# [ЗАДАНИЕ К ВЫПОЛНЕНИЮ]
Обновите строки, начиная со строки с "Task: in every" и заканчивая строкой с "positive clicks: (163, 320) (159, 291)" включительно, заменив "positive clicks" на "foreground clicks". Все остальное в этих строках оставьте без изменений.

# [ИСХОДНЫЕ ДАННЫЕ]
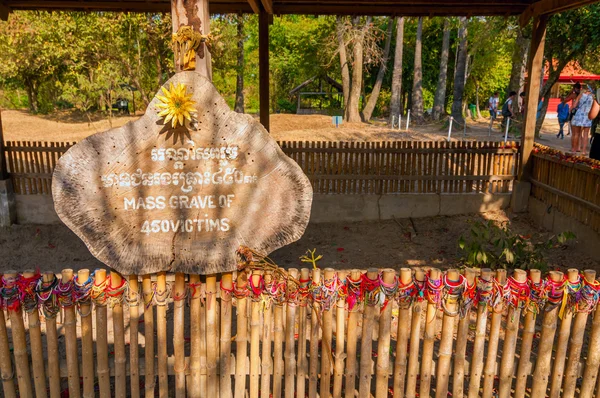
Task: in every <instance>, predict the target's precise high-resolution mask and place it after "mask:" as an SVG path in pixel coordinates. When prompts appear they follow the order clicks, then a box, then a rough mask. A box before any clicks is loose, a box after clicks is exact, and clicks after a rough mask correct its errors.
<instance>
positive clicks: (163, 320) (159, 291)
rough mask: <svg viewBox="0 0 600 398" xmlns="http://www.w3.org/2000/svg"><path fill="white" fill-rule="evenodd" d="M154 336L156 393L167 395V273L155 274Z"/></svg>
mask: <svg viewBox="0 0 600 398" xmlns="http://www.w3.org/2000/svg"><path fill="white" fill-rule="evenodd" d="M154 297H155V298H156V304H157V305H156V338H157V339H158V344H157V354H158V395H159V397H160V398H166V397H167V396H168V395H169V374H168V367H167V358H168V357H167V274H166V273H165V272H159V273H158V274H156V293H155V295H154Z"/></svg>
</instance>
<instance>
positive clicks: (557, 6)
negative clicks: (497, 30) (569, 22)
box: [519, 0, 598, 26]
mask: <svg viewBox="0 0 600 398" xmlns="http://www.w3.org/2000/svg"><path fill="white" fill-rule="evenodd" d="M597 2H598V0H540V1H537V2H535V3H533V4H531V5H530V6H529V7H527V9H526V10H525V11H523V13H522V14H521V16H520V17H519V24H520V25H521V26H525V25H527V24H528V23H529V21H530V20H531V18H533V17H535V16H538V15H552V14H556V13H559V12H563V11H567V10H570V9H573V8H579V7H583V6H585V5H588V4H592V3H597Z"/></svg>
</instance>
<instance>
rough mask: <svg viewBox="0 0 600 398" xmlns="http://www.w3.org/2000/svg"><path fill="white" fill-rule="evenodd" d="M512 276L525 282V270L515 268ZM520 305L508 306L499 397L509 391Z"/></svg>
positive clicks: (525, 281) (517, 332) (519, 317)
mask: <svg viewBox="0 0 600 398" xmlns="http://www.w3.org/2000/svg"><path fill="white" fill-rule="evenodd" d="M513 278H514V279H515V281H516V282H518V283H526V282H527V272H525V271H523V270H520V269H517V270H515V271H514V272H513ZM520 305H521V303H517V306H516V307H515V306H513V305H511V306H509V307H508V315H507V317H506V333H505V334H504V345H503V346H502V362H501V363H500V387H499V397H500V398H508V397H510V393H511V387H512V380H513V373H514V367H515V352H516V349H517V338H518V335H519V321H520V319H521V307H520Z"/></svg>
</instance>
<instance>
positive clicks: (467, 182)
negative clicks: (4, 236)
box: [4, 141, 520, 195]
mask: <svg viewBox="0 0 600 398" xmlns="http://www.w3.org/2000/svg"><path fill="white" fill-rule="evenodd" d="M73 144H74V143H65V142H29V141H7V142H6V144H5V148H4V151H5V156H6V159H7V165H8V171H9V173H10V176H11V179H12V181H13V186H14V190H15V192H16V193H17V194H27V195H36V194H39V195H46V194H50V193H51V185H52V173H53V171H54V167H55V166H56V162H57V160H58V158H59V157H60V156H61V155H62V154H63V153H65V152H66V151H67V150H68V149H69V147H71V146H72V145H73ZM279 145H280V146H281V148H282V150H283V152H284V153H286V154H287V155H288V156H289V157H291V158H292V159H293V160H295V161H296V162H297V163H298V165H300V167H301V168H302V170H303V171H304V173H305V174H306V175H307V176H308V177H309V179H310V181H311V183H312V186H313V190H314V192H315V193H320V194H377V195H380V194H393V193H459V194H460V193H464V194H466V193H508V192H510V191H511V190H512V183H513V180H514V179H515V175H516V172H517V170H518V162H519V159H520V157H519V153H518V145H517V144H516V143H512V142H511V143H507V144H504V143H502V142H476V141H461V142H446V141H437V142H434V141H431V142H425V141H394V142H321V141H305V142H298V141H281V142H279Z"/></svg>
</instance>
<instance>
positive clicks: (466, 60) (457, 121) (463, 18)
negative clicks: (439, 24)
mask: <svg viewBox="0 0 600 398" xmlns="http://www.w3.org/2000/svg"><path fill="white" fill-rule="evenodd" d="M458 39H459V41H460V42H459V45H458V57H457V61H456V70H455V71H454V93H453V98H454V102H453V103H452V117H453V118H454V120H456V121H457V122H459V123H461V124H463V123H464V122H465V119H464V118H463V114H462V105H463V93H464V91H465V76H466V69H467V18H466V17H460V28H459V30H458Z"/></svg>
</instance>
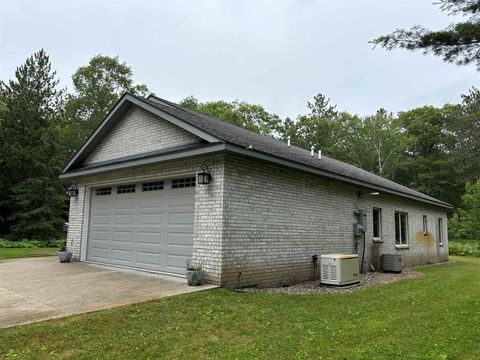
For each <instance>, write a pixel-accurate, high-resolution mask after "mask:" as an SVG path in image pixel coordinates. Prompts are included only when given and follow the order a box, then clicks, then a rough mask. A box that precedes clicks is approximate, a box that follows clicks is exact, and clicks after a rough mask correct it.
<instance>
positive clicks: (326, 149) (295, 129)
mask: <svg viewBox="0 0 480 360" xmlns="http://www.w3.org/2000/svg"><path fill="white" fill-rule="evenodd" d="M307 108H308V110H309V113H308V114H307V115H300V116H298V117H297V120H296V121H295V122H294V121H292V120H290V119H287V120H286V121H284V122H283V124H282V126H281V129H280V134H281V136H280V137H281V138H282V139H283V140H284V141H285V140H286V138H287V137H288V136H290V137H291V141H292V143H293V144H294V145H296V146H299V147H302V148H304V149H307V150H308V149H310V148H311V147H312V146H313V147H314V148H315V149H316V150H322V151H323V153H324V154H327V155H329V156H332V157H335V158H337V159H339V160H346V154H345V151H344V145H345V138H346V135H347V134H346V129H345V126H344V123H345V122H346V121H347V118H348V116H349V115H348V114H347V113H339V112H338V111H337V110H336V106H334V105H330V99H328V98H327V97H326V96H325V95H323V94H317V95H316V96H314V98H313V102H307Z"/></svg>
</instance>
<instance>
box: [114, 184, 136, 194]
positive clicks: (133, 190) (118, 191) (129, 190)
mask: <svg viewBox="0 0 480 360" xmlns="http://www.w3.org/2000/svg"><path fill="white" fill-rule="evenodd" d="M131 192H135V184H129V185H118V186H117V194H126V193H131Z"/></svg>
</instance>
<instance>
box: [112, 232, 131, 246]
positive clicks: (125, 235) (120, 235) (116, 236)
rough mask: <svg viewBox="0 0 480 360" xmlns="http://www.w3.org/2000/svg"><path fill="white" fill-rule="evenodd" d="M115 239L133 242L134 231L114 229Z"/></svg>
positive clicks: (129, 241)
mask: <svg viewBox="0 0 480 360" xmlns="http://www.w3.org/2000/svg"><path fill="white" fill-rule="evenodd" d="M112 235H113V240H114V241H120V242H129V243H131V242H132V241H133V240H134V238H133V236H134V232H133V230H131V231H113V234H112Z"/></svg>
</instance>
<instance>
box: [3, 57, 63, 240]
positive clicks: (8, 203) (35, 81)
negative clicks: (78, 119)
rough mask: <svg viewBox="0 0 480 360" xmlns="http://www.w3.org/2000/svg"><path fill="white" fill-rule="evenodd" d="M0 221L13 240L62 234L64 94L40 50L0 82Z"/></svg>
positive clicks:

--

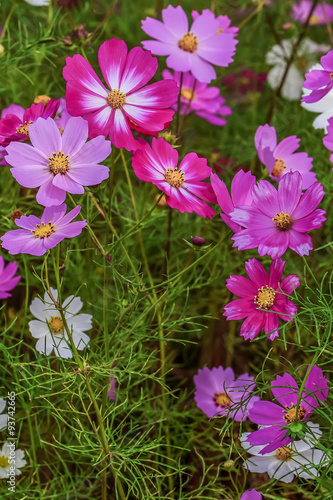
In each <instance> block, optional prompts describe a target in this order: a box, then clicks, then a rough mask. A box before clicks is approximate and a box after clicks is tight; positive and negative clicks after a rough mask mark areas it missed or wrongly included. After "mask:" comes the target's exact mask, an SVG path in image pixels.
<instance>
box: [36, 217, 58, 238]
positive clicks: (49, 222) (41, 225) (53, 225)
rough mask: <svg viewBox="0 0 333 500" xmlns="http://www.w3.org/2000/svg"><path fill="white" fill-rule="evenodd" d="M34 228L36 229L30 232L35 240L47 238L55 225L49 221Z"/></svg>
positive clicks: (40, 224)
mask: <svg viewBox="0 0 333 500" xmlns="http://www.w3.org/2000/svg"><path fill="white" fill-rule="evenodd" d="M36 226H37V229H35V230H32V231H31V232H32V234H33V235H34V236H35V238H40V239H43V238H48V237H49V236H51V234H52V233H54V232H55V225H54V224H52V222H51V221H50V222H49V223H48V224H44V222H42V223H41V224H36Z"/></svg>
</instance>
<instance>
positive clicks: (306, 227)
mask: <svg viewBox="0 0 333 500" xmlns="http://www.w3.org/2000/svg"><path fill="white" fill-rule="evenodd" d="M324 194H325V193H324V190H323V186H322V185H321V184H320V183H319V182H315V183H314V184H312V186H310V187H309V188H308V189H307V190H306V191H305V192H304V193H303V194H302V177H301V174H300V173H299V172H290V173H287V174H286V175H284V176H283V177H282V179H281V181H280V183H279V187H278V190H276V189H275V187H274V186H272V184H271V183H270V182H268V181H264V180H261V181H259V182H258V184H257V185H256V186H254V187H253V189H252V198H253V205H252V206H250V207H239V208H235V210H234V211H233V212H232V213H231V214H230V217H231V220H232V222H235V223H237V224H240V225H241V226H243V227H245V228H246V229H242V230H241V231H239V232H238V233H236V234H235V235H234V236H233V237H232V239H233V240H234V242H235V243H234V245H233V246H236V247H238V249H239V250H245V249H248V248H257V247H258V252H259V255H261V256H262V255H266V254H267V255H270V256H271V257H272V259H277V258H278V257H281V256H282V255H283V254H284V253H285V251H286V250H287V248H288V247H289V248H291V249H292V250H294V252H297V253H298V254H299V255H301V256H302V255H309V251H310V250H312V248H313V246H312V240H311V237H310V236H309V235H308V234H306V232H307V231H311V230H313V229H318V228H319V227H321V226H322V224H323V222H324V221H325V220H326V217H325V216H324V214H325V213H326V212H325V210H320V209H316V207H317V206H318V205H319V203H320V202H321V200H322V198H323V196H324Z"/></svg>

# [ОТВЕТ НА ЗАДАНИЕ]
Task: in every <instance>, predict the target's precise high-resolution mask and place it after "mask:" as an SVG path in pixel coordinates. When prompts appear they follow the order clicks, then a box, then a rough mask. A box before any clicks is loose, a box after clicks is exact, and clicks after a rough mask correct its errors.
<instance>
foreground clicks: (163, 320) (159, 291)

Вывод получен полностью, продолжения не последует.